__YOUR GOAL__.
State how many lines in the material below contain the string "kitchen". Reply with only the number.

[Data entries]

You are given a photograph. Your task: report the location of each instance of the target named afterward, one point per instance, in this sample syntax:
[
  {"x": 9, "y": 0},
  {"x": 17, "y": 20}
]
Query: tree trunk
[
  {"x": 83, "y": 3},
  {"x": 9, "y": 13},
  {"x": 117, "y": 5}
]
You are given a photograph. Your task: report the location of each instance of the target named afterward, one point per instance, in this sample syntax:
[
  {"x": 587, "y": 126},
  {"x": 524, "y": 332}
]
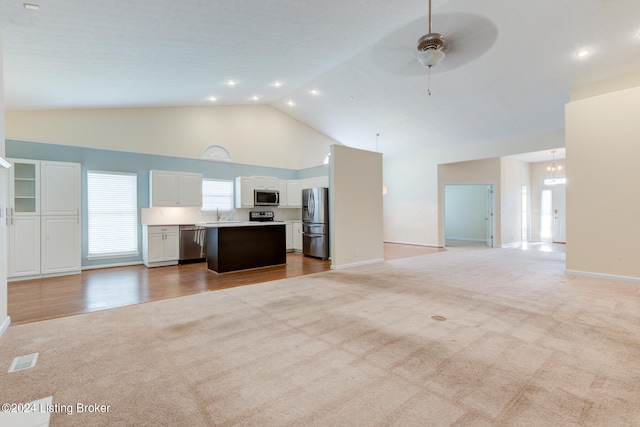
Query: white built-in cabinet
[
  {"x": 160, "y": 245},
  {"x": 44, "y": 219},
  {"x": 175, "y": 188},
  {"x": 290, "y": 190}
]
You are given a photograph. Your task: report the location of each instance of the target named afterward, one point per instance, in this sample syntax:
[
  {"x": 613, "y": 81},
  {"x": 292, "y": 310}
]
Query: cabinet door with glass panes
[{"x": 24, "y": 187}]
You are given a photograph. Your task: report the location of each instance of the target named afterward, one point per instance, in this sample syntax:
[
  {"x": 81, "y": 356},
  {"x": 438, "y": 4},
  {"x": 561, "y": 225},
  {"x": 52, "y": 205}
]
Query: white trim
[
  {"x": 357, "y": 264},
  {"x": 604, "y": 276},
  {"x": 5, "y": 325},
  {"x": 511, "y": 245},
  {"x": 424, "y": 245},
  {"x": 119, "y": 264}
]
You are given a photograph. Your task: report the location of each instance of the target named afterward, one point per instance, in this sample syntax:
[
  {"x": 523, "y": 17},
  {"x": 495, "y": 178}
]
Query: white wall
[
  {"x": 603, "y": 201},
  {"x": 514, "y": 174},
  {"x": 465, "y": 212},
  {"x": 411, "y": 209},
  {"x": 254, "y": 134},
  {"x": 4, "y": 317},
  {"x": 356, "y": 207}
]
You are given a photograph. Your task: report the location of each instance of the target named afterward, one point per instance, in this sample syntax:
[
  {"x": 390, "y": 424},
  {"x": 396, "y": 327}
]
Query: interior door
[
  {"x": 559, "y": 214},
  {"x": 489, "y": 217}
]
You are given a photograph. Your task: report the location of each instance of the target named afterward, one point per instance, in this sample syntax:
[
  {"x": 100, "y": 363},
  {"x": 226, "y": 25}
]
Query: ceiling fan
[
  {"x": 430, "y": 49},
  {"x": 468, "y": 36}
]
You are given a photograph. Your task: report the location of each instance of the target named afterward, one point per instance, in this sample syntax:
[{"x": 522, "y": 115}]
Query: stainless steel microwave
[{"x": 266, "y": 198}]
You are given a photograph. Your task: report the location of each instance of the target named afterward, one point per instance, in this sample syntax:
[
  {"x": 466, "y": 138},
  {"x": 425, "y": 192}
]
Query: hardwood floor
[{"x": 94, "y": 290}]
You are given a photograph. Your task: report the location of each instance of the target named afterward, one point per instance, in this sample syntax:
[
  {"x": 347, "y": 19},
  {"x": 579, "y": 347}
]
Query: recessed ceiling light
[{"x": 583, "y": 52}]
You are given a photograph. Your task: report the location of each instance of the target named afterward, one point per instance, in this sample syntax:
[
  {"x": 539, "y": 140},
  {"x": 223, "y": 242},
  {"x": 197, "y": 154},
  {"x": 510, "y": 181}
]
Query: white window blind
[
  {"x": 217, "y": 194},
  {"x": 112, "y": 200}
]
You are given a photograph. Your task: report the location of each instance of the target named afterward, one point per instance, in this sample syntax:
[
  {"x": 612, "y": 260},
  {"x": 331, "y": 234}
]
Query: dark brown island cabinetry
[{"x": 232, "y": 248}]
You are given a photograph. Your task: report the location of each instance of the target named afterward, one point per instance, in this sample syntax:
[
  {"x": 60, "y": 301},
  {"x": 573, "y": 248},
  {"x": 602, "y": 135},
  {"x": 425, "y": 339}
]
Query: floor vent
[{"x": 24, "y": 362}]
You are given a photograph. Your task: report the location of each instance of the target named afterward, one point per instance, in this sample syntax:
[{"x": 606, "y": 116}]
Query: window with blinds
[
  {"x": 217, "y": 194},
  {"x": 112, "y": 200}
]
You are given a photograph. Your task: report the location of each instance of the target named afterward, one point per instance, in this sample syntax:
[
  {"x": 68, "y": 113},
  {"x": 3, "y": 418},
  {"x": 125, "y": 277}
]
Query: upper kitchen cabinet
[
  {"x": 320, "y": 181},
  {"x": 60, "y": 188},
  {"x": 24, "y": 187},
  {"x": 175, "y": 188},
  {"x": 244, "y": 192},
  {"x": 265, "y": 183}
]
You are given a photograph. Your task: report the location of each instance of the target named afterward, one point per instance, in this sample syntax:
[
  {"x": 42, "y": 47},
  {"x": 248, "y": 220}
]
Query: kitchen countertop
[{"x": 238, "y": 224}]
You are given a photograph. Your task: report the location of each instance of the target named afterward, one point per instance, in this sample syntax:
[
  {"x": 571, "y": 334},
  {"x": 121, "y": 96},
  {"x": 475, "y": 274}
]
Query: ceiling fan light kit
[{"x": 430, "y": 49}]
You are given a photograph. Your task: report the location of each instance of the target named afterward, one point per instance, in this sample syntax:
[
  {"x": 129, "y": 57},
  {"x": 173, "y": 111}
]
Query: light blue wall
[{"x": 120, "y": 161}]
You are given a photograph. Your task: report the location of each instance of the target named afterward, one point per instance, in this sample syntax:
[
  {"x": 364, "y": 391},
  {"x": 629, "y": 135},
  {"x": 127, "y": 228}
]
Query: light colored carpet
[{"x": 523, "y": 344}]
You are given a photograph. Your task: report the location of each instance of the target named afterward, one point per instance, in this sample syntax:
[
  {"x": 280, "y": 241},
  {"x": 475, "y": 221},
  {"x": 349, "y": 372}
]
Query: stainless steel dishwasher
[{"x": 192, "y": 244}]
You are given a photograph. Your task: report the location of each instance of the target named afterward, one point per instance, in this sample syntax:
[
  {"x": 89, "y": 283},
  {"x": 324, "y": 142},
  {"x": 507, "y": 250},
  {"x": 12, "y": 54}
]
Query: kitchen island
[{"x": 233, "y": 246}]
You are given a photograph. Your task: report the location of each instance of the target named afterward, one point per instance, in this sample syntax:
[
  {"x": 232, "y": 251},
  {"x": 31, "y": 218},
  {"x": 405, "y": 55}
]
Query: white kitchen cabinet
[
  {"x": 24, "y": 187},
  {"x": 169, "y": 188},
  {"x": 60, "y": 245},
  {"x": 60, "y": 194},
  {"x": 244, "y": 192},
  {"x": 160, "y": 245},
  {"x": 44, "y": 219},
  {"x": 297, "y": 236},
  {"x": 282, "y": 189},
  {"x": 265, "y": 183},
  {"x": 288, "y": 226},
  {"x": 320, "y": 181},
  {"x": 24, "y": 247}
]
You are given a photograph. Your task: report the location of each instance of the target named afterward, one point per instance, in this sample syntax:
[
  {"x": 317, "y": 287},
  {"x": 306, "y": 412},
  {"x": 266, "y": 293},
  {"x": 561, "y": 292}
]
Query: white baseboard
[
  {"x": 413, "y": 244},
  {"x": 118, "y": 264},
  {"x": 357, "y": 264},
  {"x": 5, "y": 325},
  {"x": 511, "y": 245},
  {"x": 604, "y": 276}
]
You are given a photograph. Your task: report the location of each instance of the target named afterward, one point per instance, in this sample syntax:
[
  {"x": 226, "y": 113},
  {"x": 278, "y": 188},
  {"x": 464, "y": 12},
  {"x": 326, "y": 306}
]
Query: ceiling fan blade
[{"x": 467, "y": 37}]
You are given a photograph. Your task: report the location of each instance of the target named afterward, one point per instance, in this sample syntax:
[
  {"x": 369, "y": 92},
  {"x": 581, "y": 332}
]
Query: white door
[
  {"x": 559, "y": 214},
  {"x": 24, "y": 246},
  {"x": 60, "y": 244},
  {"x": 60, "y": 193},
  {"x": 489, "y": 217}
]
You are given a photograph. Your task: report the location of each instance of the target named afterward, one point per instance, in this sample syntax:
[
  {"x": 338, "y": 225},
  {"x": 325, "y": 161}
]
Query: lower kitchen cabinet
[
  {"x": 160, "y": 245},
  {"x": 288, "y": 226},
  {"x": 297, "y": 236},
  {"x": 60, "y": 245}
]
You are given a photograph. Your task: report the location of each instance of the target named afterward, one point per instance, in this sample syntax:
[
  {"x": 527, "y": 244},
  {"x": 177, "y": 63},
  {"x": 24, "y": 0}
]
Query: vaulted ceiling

__WRITTEN REPLY__.
5